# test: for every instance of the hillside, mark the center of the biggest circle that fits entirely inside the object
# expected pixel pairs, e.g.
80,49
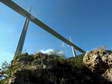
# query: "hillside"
41,68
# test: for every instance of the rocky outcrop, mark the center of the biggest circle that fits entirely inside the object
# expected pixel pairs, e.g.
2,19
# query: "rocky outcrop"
51,69
99,61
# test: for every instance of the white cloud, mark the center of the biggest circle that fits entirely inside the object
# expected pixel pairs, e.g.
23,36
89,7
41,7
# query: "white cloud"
53,51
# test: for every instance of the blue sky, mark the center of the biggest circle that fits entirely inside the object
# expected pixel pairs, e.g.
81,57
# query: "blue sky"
88,22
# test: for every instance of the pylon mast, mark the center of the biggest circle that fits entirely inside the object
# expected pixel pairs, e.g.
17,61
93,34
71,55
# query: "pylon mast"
22,38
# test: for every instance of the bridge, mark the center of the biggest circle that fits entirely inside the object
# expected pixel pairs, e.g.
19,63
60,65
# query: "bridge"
39,23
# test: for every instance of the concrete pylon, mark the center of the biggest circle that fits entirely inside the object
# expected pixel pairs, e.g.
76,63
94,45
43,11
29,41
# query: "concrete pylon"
73,49
22,38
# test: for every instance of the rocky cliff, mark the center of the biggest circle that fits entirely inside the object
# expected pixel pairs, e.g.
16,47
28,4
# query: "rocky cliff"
94,67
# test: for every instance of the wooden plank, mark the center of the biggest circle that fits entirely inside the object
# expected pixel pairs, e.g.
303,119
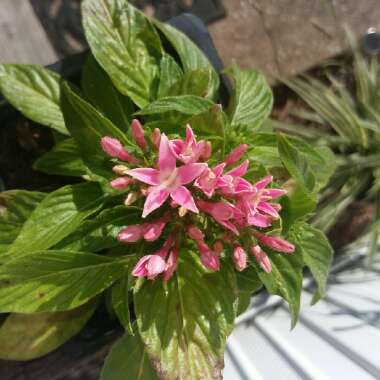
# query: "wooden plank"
22,39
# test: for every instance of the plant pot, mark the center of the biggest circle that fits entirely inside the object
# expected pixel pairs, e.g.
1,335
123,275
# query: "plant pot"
82,356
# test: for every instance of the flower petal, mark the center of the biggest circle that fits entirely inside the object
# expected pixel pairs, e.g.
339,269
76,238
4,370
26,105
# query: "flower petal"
147,175
154,200
166,159
188,173
183,197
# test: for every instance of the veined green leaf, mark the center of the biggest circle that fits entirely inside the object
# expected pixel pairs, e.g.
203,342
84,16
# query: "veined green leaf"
190,55
35,92
285,280
100,91
125,44
55,280
30,336
128,360
59,214
317,255
184,104
295,163
252,99
99,233
184,323
15,208
195,82
170,73
87,126
120,300
63,159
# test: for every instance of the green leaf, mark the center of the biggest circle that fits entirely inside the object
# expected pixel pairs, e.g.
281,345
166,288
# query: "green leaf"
125,44
30,336
59,214
63,159
35,92
248,283
120,300
190,55
185,322
88,126
128,360
210,123
285,280
252,99
295,163
195,82
55,280
297,204
317,255
100,232
170,73
100,91
184,104
15,208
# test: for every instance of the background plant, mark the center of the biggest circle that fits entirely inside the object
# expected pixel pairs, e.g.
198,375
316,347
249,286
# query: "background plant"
346,118
60,257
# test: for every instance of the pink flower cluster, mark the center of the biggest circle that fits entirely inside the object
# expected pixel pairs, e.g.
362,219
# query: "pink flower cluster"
199,196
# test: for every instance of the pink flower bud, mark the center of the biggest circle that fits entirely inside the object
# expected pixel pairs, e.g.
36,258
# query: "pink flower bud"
156,138
206,150
149,266
218,247
262,258
171,264
120,169
131,198
240,258
195,233
138,134
275,243
236,154
131,234
121,183
153,230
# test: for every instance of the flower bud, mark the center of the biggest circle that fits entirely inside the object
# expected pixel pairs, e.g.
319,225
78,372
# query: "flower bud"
156,138
120,169
131,198
121,183
138,134
240,258
262,258
130,234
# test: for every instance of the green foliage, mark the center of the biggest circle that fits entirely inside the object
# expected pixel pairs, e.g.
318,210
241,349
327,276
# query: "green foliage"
63,159
345,117
35,92
55,280
128,360
60,252
185,336
30,336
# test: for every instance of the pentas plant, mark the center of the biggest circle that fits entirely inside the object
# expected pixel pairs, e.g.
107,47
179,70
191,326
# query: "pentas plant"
217,200
176,210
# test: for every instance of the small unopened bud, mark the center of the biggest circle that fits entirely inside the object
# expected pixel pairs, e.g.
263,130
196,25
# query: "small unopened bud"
206,151
120,169
156,138
138,134
131,198
121,183
182,211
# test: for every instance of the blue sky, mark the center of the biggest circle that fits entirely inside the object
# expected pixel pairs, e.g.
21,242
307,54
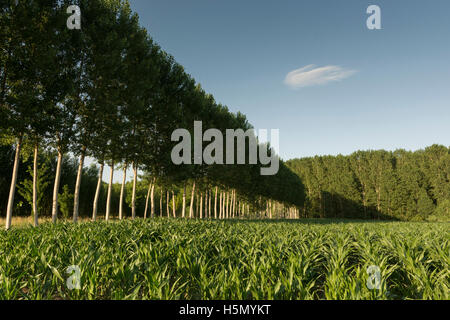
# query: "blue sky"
395,88
395,95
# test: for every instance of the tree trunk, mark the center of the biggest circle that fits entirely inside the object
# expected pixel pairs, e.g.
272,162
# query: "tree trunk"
191,209
167,204
133,196
147,198
35,175
160,204
12,190
215,205
122,190
227,206
56,187
152,199
201,205
220,206
183,210
76,198
97,192
209,205
174,209
108,199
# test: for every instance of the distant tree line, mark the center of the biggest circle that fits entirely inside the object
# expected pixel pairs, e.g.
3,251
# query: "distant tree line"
379,184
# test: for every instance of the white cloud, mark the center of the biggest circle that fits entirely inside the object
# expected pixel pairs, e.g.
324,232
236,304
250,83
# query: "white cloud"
312,76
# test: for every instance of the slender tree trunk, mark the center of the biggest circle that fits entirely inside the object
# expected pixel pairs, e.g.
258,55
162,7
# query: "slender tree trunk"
215,204
108,199
228,206
167,204
191,209
270,209
147,199
220,206
122,191
56,187
234,204
133,196
35,175
209,204
160,204
12,190
206,204
196,207
152,195
76,198
97,192
183,210
174,208
201,205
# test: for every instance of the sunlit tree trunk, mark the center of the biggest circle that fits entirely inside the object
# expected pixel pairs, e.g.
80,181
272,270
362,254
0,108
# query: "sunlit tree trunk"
167,204
133,196
220,206
97,192
209,204
228,206
12,190
183,210
122,190
108,199
147,198
160,204
35,174
56,187
191,209
152,200
215,204
201,205
76,198
174,208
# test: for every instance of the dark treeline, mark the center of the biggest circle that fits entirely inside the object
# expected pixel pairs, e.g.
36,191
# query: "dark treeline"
380,184
108,92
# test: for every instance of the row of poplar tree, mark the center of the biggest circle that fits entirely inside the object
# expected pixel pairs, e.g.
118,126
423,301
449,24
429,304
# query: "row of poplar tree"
109,92
401,185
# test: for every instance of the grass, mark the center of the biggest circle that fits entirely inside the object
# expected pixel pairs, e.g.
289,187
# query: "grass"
191,259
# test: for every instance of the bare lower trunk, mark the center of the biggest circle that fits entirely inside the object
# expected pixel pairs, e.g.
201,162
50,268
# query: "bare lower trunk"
201,205
215,204
167,204
220,206
97,192
152,200
209,204
174,209
12,190
160,204
191,209
35,174
108,199
227,206
183,211
147,198
76,198
56,187
122,191
133,196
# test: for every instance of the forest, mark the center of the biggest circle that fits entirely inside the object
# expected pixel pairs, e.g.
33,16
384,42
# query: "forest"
401,185
108,92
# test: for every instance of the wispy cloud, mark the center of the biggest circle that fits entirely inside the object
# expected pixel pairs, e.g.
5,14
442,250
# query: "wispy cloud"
310,75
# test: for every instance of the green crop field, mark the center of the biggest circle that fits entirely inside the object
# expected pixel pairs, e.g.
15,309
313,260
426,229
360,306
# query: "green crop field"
179,259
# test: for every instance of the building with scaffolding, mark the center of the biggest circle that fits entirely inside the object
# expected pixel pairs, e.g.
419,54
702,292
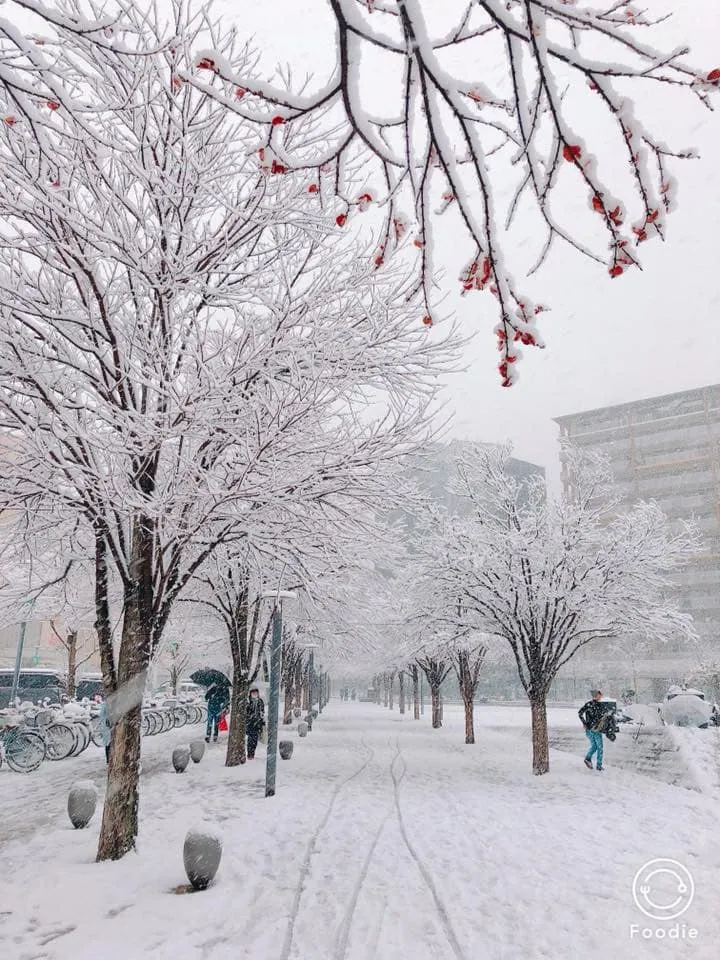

● Problem details:
In the records above, find every line that contains the word "petal" and copy each of those lines in full.

● Exercise solution:
# test: for every instance of the flower petal, mark the center of the biggest circle that fits entirely inside the object
# query: "flower petal"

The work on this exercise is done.